◆ **TRECHO**

■ ■ ■ ■ ■ ■ ■

Criado em Harvard, o Conselho de Liberdade Acadêmica é importante iniciativa em defesa da liberdade de expressão. Nos dias de hoje, há quem queira sufocar a diversidade
Historicamente, as universidades sempre foram espaços de liberdade. Em razão de sua finalidade de pesquisa, ensino e diálogo, o ambiente acadêmico precisa ser profundamente livre, onde professores e alunos se sintam genuinamente estimulados a apresentar suas descobertas, seus pontos de vista, suas impressões e também suas dúvidas. A produção de conhecimento sério envolve essa abertura a novas perspectivas e hipóteses, num cenário de confiança e de respeito à pluralidade.
No entanto, a liberdade acadêmica, que deveria ser conatural a todas as atividades e projetos de toda instituição universitária, sofre nos tempos atuais especial resistência e oposição. De forma sintomática, mais de 70 docentes da Universidade Harvard viram a necessidade de criar o Conselho de Liberdade Acadêmica de Harvard, que se dedicará a acompanhar e a promover a diversidade intelectual e as liberdades de pesquisa e de expressão.
Em artigo publicado no jornal Boston Globe, os professores Steven Pinker e Bertha Madras expuseram os motivos para a criação da nova entidade. “Há muitas razões para pensar que a repressão à liberdade acadêmica é sistêmica e precisa ser combatida ativamente”, afirmam. Para eles, a repressão às diferenças de opinião observada nas universidades, de forma similar às inquisições e expurgos de séculos atrás, é um dos motivos para a queda da confiança no ensino superior americano. Como exemplo, relatam a viralização de vídeos com professores sendo perseguidos, xingados, debochados e, às vezes, até mesmo agredidos.
Citado no artigo, estudo da Foundation for Individual Rights and Expression (Fire) nas universidades americanas relata, entre 2014 e 2022, 877 tentativas de punir acadêmicos por expressões cujo uso, em tese, estaria protegido constitucionalmente. Dessas tentativas, 60% resultaram em sanções efetivas, com 114 casos de censura e 156 demissões. “Mais do que durante o macartismo”, dizem Pinker e Madras.

■ ■ ■ ■ ■ ■ ■

◆ **INFORMAÇÕES FORNECIDAS**
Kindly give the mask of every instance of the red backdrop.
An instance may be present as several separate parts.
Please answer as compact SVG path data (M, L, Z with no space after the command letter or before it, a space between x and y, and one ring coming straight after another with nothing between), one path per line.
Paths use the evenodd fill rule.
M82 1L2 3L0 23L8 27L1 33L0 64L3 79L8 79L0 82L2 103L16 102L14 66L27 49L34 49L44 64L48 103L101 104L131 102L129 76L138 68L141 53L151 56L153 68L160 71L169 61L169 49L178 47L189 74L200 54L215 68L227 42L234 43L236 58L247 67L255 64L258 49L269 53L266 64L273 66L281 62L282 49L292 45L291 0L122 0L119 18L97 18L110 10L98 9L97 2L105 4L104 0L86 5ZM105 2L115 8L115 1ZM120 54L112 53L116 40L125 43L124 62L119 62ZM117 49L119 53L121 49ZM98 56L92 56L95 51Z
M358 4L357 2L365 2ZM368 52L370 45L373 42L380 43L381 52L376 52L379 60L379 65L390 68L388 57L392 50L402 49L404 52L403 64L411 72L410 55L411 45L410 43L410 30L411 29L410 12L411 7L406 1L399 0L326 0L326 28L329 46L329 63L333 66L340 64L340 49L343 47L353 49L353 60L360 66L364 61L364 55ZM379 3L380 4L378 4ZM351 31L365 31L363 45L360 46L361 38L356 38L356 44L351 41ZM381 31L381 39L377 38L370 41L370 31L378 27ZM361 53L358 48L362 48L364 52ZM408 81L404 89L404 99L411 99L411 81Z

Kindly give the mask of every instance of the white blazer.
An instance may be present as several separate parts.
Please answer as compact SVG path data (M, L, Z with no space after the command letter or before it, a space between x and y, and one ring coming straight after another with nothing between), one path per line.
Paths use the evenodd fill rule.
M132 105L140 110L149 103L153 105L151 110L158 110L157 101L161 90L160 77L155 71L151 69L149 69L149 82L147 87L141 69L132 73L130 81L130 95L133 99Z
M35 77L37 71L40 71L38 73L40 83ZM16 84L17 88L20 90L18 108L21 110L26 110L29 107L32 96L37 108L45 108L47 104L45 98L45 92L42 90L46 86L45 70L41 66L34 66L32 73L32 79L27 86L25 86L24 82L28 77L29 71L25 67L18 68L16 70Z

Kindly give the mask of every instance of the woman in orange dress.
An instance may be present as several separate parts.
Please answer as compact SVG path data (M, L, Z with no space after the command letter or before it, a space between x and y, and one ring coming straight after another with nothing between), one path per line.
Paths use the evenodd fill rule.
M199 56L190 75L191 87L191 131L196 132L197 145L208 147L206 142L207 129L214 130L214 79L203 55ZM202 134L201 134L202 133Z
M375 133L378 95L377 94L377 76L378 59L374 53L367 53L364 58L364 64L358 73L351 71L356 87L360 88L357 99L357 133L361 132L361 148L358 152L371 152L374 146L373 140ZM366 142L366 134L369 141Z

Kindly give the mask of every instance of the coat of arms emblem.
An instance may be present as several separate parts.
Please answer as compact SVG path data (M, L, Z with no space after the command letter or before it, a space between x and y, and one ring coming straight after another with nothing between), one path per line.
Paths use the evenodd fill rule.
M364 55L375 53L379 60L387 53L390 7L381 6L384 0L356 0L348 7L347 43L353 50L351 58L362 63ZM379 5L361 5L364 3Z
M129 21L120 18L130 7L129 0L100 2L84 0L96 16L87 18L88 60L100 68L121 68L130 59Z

■ ■ ■ ■ ■ ■ ■

Prossiga com o trecho sobre a liberdade acadêmica em Harvard a partir do ponto em que ele termina. O material não tem nenhuma relação com o trecho sobre liberdade acadêmica.

◆ **RESPOSTA ESCRITA**
Isso, no entanto, é apenas a ponta do iceberg. “Para cada docente punido, muitos outros se autocensuram, cientes de que poderão ser os próximos”, constatam os autores. O mesmo ocorre com os alunos, que não se sentem confortáveis em expor suas ideias. Em Harvard, mais da metade dos discentes tem receio de opinar sobre temas controvertidos em sala de aula.
No artigo, os dois professores lembram um aspecto fundamental sobre o tema: “A liberdade acadêmica não é apenas uma questão de direitos individuais de professores e alunos”. Ela está inserida na própria “missão de uma universidade, que é buscar e compartilhar a verdade”.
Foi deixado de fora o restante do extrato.